What to do: From the line with "Place one keypoint per instance of the airfield" through the final line, transcribe the material below character for character; include no other lines.

Location labeling records:
━━━━━━━━━━━━━━━━

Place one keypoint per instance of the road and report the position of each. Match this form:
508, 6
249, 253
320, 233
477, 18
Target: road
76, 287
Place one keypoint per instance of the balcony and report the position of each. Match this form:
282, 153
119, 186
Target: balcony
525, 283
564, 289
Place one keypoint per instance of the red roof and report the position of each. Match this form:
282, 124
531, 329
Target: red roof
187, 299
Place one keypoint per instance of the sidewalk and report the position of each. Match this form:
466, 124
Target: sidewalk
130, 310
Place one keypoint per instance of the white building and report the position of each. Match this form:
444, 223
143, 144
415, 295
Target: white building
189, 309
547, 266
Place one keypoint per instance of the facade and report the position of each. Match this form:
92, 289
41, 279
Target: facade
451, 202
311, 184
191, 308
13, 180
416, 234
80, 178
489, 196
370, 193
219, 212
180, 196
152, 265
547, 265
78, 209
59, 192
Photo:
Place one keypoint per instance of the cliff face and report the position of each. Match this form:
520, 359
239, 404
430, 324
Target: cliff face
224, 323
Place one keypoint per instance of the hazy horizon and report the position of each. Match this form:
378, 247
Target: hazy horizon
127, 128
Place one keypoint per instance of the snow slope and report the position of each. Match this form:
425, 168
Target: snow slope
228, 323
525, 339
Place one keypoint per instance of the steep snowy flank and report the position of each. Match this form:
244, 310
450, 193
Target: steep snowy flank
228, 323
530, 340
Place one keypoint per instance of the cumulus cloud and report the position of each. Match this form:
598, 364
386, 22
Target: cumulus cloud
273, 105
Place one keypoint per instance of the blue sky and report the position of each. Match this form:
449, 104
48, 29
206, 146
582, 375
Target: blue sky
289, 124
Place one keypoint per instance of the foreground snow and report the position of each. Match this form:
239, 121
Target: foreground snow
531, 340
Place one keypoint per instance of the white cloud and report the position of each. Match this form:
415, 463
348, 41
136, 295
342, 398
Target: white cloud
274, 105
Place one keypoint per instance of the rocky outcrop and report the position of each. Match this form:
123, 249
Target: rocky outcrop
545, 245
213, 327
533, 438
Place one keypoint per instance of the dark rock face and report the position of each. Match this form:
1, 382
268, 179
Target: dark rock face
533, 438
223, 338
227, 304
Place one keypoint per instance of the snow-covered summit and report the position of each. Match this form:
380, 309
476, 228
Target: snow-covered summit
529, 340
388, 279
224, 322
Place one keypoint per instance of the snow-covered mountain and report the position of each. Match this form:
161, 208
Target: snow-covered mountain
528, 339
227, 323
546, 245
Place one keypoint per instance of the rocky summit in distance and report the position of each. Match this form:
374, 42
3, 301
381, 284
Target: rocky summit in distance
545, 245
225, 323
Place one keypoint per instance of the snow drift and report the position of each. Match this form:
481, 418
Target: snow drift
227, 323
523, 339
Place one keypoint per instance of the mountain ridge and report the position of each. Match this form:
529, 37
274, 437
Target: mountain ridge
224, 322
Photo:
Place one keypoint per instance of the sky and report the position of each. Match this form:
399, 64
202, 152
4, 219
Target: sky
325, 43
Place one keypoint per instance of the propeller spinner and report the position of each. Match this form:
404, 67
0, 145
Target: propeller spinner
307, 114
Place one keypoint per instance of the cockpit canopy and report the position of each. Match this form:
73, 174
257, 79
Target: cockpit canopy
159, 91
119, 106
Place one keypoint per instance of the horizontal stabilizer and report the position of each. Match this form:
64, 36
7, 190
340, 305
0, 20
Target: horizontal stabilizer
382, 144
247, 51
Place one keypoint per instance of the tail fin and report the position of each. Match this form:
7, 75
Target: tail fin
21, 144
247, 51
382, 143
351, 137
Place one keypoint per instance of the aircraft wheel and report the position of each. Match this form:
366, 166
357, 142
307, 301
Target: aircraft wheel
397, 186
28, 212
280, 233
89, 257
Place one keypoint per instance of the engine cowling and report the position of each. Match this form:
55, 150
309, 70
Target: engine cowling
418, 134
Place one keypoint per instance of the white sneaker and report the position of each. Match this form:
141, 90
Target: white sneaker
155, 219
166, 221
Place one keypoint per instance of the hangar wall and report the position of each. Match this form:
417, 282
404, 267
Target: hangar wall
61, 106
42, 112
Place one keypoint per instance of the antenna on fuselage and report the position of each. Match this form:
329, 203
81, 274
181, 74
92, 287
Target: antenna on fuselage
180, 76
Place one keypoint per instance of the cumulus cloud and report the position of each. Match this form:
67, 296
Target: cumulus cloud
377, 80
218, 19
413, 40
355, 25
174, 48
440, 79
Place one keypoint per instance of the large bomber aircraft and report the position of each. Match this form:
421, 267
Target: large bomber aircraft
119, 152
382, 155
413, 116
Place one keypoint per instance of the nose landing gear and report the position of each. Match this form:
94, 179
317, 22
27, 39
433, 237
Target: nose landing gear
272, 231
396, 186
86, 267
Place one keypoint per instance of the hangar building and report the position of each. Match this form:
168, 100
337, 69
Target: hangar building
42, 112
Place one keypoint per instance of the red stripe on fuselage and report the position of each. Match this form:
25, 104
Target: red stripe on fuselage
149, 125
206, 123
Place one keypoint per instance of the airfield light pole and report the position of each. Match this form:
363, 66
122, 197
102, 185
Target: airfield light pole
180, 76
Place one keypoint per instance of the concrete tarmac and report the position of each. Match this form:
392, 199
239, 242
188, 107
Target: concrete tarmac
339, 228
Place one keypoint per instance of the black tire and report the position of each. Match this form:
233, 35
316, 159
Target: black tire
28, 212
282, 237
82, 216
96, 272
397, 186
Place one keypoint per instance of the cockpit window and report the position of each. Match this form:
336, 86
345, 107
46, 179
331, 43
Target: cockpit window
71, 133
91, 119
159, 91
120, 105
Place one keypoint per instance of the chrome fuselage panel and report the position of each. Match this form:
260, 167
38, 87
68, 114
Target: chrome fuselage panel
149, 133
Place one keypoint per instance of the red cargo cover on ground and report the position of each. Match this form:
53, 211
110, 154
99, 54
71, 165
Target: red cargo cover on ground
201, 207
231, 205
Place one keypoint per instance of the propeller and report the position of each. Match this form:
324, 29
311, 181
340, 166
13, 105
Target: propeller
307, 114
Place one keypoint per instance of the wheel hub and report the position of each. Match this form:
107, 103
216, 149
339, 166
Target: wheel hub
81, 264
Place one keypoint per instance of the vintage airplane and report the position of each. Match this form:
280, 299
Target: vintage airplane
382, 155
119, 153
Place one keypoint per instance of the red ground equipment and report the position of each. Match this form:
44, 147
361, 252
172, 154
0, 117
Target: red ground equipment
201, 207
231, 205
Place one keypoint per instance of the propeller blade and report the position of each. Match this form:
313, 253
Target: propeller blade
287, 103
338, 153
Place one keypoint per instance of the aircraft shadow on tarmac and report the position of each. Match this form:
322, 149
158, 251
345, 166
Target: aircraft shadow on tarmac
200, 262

━━━━━━━━━━━━━━━━

Solved exercise:
Place one keypoint per instance of the airfield light pole and report the position of each. Match this form:
363, 66
122, 197
102, 185
Target: airfield light pole
180, 76
Place one keypoint per instance of the concrete tarmac and report the position of each. Match this form:
392, 199
239, 242
188, 107
Target: concrete tarmac
339, 228
Place one keypoint per instance of the black tire and report the position of each. Match this form:
233, 35
316, 159
Target: black tire
28, 212
282, 237
82, 216
96, 272
397, 186
Place one keypoint per instance of the cockpit window and report the position of each. Match this form:
336, 86
345, 107
46, 179
331, 43
Target: cockpit window
71, 133
91, 119
159, 91
120, 105
Place one keypoint per instance of the chrome fuselage panel and report the position of each. Match this form:
260, 167
38, 87
68, 114
Target: chrome fuselage panel
149, 133
Place one keypoint per instance of the red cargo cover on ground and report the position of each. Match this form:
53, 211
110, 154
99, 54
71, 165
Target: red cargo cover on ground
201, 207
231, 205
Place one keypoint per instance of the propeller and report the position of each. Match this form:
324, 29
311, 181
340, 166
13, 105
Target: propeller
307, 114
Place one keypoint per instance of the wheel hub and report the position of each. Match this form:
107, 103
216, 149
339, 166
Target: wheel hub
81, 264
Place one keypoint per instance of the vintage airplane and report the position of each. Match this form:
280, 299
Target: vintage airplane
382, 155
119, 153
Place one keypoint per instance of the red ground equipment and report the position of each. Match this form:
44, 147
361, 252
172, 154
0, 117
Target: red ground equipment
201, 207
231, 205
Place one keypoint per instance of the propeller blade and report the position of each. Match this form:
313, 253
Target: propeller blade
287, 103
338, 153
Place one keypoint per instance of the aircraft shadow on tarmac and report the position of each. Match this form:
322, 149
158, 251
345, 166
Target: aircraft shadow on tarmac
200, 262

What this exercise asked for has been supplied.